*** Given information ***

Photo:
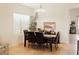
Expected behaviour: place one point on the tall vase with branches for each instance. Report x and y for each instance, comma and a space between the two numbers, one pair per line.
33, 22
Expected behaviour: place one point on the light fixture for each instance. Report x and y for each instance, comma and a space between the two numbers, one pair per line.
41, 9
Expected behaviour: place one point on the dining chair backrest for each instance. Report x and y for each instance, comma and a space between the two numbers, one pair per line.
39, 37
57, 38
31, 37
25, 34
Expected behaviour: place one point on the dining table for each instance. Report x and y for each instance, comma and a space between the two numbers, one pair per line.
50, 38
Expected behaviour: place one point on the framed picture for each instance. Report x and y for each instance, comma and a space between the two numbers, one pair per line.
49, 26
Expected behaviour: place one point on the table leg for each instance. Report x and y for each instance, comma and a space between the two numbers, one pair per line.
24, 42
50, 44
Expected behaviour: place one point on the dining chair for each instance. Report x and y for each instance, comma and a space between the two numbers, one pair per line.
56, 40
40, 38
31, 38
25, 36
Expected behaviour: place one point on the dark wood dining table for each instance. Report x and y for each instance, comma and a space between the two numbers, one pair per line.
50, 38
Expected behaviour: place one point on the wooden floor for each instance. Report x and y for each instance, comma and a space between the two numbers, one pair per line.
64, 49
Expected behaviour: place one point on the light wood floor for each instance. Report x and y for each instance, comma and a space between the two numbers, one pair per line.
64, 49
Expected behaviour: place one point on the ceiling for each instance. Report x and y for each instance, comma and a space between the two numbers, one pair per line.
51, 5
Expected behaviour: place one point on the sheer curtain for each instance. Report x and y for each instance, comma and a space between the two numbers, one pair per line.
21, 22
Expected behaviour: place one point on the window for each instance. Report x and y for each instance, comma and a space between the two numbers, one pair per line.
21, 22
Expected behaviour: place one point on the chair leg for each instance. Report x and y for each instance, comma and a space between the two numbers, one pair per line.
28, 45
56, 46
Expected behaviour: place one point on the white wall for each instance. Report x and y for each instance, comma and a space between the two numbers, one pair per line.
6, 21
59, 15
74, 13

***

What to do:
Transcribe all of the data above exactly; no picture belongs in the copy.

Solution:
Photo:
Expected behaviour: place one point on the tall vase with branches for each instance. Report x and y for each instance, comma and a space between the two numbers, one pair per line.
33, 22
Expected behaviour: place one point on the light fixture for each instance. Report x and y for each instance, comma and a space between the two numbers, one pair per line.
41, 9
Expected behaviour: place one point on the dining chair backrest for each instance. Report x and y for each instance, comma and a space between the two numbers, one pair per line.
39, 37
57, 38
31, 37
25, 34
Expected behaviour: place one point on the dining table for each instance. Report x and y for each instance, comma and a space between the two numbers, one pair per line.
50, 38
Expected behaviour: place one point on the framed picture for each instance. Report x and y for each instance, comma and a space between the two numbers, one pair per line.
49, 26
Expected behaviour: place one point on the table leg for each instance. Report x and y for each instance, comma and a space between the two numbers, one pair per line.
24, 42
50, 44
Expected behaviour: place one point on the dining chair for each instance. Report x and y for each instance, comma and a space between the two numbers, one pair per line.
56, 40
40, 38
31, 38
25, 36
Expected behaviour: place one point on the dark wood dining table for each instance. Report x and y for each instance, comma and a space between the two numbers, one pair per line.
50, 38
Expected behaviour: place one point on the wooden floor for each instance. Report x and y for each instance, comma and a space between the two numbers, one pair per line.
64, 49
Expected behaviour: place one point on the light wood floor for each instance. Report x and y for each instance, comma and a space between the two numbers, one pair per line.
64, 49
Expected behaviour: place one point on the ceiling for each instance. Report x and y for each instance, comma and a space between the two numbers, one pair per line.
51, 5
Expected behaviour: place one point on the sheer curtain for each instance. Report x and y for each instance, comma and a space between the two numbers, one pair per line.
21, 22
Expected behaviour: place one point on the window for each instance. Report x and y for each instance, comma and a space between the two numbers, one pair per line.
21, 22
Expected behaviour: place one point on the chair leg for each instance. Report x and y for each instance, comma and a space between the two numbers, one pair per line.
28, 45
56, 46
Expected behaviour: place one point on the white wall for each instance. Report x and y for each instance, comma and a space between the two numbers, one pair per line.
6, 21
59, 15
74, 13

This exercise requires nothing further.